## The data

□ □ □

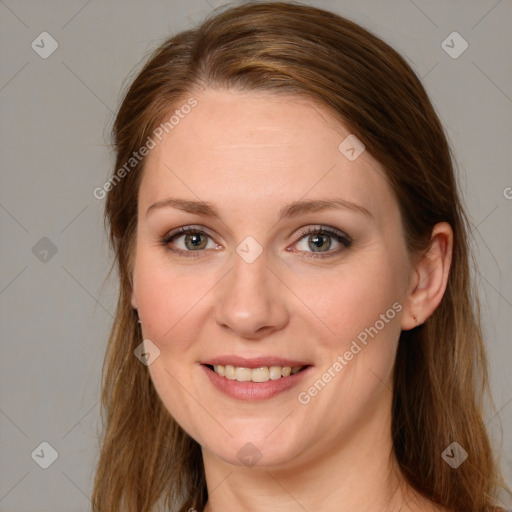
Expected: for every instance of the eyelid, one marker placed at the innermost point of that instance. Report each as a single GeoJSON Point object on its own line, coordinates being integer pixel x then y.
{"type": "Point", "coordinates": [339, 235]}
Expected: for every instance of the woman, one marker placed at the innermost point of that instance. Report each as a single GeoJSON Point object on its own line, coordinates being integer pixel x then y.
{"type": "Point", "coordinates": [296, 328]}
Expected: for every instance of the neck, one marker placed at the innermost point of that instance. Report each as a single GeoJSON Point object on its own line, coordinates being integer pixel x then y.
{"type": "Point", "coordinates": [359, 473]}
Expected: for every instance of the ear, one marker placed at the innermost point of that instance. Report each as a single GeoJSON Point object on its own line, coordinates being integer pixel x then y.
{"type": "Point", "coordinates": [429, 277]}
{"type": "Point", "coordinates": [133, 299]}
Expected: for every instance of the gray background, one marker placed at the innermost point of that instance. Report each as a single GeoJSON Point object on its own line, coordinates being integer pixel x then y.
{"type": "Point", "coordinates": [56, 309]}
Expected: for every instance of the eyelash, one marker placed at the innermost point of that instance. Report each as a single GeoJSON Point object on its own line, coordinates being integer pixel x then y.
{"type": "Point", "coordinates": [342, 238]}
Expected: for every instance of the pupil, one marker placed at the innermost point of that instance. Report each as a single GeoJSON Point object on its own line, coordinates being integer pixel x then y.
{"type": "Point", "coordinates": [195, 239]}
{"type": "Point", "coordinates": [320, 239]}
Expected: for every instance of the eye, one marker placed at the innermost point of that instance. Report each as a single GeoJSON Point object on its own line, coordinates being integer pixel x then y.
{"type": "Point", "coordinates": [313, 242]}
{"type": "Point", "coordinates": [316, 242]}
{"type": "Point", "coordinates": [188, 240]}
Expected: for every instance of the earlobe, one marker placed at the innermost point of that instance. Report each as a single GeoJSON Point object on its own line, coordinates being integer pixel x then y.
{"type": "Point", "coordinates": [431, 273]}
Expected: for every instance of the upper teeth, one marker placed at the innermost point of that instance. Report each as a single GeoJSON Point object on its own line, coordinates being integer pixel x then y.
{"type": "Point", "coordinates": [262, 374]}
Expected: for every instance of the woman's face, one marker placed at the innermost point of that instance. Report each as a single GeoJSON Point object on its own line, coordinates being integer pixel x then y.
{"type": "Point", "coordinates": [258, 286]}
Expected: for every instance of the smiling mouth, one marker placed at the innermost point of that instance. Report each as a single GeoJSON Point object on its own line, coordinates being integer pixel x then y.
{"type": "Point", "coordinates": [261, 374]}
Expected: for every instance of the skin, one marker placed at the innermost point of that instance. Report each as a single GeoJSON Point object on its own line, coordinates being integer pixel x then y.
{"type": "Point", "coordinates": [249, 154]}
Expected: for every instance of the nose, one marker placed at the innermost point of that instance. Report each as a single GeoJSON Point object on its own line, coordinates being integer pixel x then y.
{"type": "Point", "coordinates": [251, 300]}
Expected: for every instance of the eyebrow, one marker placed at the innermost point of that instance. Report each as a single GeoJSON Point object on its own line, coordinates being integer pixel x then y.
{"type": "Point", "coordinates": [289, 211]}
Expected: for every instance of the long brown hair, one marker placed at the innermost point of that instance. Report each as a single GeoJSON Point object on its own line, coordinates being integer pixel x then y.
{"type": "Point", "coordinates": [440, 374]}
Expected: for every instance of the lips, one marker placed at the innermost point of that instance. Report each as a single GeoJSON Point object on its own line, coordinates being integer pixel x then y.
{"type": "Point", "coordinates": [254, 379]}
{"type": "Point", "coordinates": [255, 362]}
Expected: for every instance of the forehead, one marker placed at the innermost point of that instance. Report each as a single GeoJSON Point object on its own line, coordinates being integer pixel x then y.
{"type": "Point", "coordinates": [251, 149]}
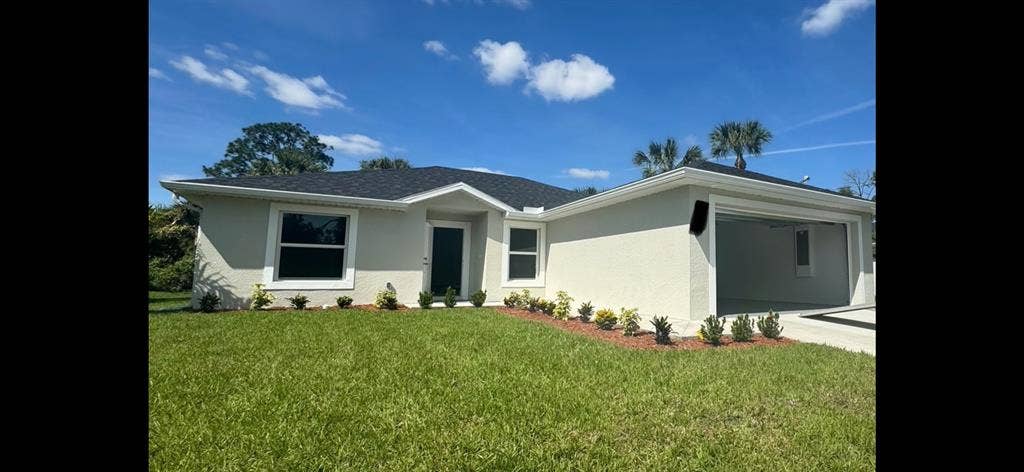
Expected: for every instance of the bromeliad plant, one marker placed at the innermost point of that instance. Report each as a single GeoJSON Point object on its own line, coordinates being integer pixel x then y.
{"type": "Point", "coordinates": [585, 311]}
{"type": "Point", "coordinates": [711, 331]}
{"type": "Point", "coordinates": [662, 330]}
{"type": "Point", "coordinates": [769, 326]}
{"type": "Point", "coordinates": [742, 329]}
{"type": "Point", "coordinates": [426, 299]}
{"type": "Point", "coordinates": [261, 298]}
{"type": "Point", "coordinates": [299, 301]}
{"type": "Point", "coordinates": [478, 298]}
{"type": "Point", "coordinates": [630, 322]}
{"type": "Point", "coordinates": [605, 318]}
{"type": "Point", "coordinates": [386, 300]}
{"type": "Point", "coordinates": [450, 297]}
{"type": "Point", "coordinates": [563, 305]}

□ □ □

Copy each line exactly, and leave the pictures out of your copy.

## Final result
Expected: for every instance of the eyelid, one marker placed at the innermost point of that instance. Report each as a single GeoJSON Point object on its own line, coordinates being integer pixel x then y.
{"type": "Point", "coordinates": [339, 235]}
Expected: for every instance of the woman, one marker placed at the innermost point of that instance. Report each as a single GeoJSON Point object on its own line, coordinates being integer pixel x then y.
{"type": "Point", "coordinates": [296, 328]}
Expected: for every instance of the neck, one marker placed at the innermost point of that instance. Report each as a single GeoJSON Point object on its own line, coordinates being integer pixel x then y.
{"type": "Point", "coordinates": [359, 473]}
Expected: for every instance of the ear, one marker placed at the innermost point of that instance. Report each as a single GeoJSON Point object on its own line, coordinates being integer pixel x then y.
{"type": "Point", "coordinates": [429, 277]}
{"type": "Point", "coordinates": [133, 299]}
Expected: for every instance of the gray background, one marker placed at the innermost point of that instance. Report each as a single GeoJSON Point object on its own line, coordinates being integer pixel x then y.
{"type": "Point", "coordinates": [56, 309]}
Expected: for every instance of the eyelash, one marker placed at the innermost point of that instance. Report each as a single GeoJSON Point object on its own line, coordinates being integer pixel x then y.
{"type": "Point", "coordinates": [342, 238]}
Expected: for every instance of the pupil, one marker placed at the innermost point of that instance. Report each as a single GeoJSON Point object on its own line, coordinates being integer pixel x then y.
{"type": "Point", "coordinates": [195, 239]}
{"type": "Point", "coordinates": [320, 239]}
Expected: for every instance of the eye, one marker placed at the innermost point of that instance. Report each as a single GeoJSON Point object on its own line, coordinates being integer pixel x then y.
{"type": "Point", "coordinates": [313, 242]}
{"type": "Point", "coordinates": [316, 242]}
{"type": "Point", "coordinates": [188, 240]}
Expected: for every instance of the earlobe, one marker placed at the innermost point of that instance. Report each as a single GeoJSON Point object on its own line, coordinates being integer pixel x then y.
{"type": "Point", "coordinates": [431, 273]}
Expected: for every instance of the upper teeth, one marker placed at the innermost point of that instance. Report each as a single GeoJSON Point object on its own line, coordinates being integer pixel x then y.
{"type": "Point", "coordinates": [262, 374]}
Expected: for every instance of the woman's face, one marker placed at the innermost point of that instance. Report each as a single GeoJSON Point object on its own line, coordinates being integer pixel x then y.
{"type": "Point", "coordinates": [258, 286]}
Expected: for every instance of the smiling mouth, one marker placed at the innermost point of that instance. Report each as a single GeoJSON Point object on its own line, coordinates being integer pixel x then y.
{"type": "Point", "coordinates": [261, 374]}
Expected: for every instance of the skin, one marker placed at the innermost point of that instance. Report each as a single GeoJSON Point object on its own line, coordinates being integer pixel x then y.
{"type": "Point", "coordinates": [249, 154]}
Expected: for every instance of the nose, one marker placed at the innermost point of that instance. Report each as a single GeoJSON Point object on its own line, coordinates being integer pixel x then y.
{"type": "Point", "coordinates": [251, 300]}
Expected: for every instance of the eyebrow, one marker placed at the innermost point of that instance. Report each as a single GeoJSON Point object on its own line, coordinates being integer pixel x then y.
{"type": "Point", "coordinates": [289, 211]}
Expected: for every instance of the long brown hair, one marker placed at the innermost point of that instance. Report each as a single GeoJSON Point object on its own line, coordinates being integer pixel x then y.
{"type": "Point", "coordinates": [440, 374]}
Expected: for every instance of the lips, one marker placed at the innermost point of that instance. Report each as a single GeoJSON Point object on its own line, coordinates being integer pixel x then y.
{"type": "Point", "coordinates": [254, 379]}
{"type": "Point", "coordinates": [255, 362]}
Expected: for every instance of the forehead, one marker placed at the innermost point of that instance. Report each as a single GeoJSON Point object on its own line, coordinates being integer pixel x then y.
{"type": "Point", "coordinates": [251, 149]}
Expected: for every instance of the bromeliad plant, one marker placed at the innermost point of that instance. Report each as a single GeoJSON Point object on its own line, coordinates being integer pixel x then y.
{"type": "Point", "coordinates": [585, 311]}
{"type": "Point", "coordinates": [711, 331]}
{"type": "Point", "coordinates": [662, 330]}
{"type": "Point", "coordinates": [769, 326]}
{"type": "Point", "coordinates": [742, 329]}
{"type": "Point", "coordinates": [426, 299]}
{"type": "Point", "coordinates": [261, 298]}
{"type": "Point", "coordinates": [299, 301]}
{"type": "Point", "coordinates": [478, 298]}
{"type": "Point", "coordinates": [630, 322]}
{"type": "Point", "coordinates": [605, 318]}
{"type": "Point", "coordinates": [386, 300]}
{"type": "Point", "coordinates": [450, 297]}
{"type": "Point", "coordinates": [563, 305]}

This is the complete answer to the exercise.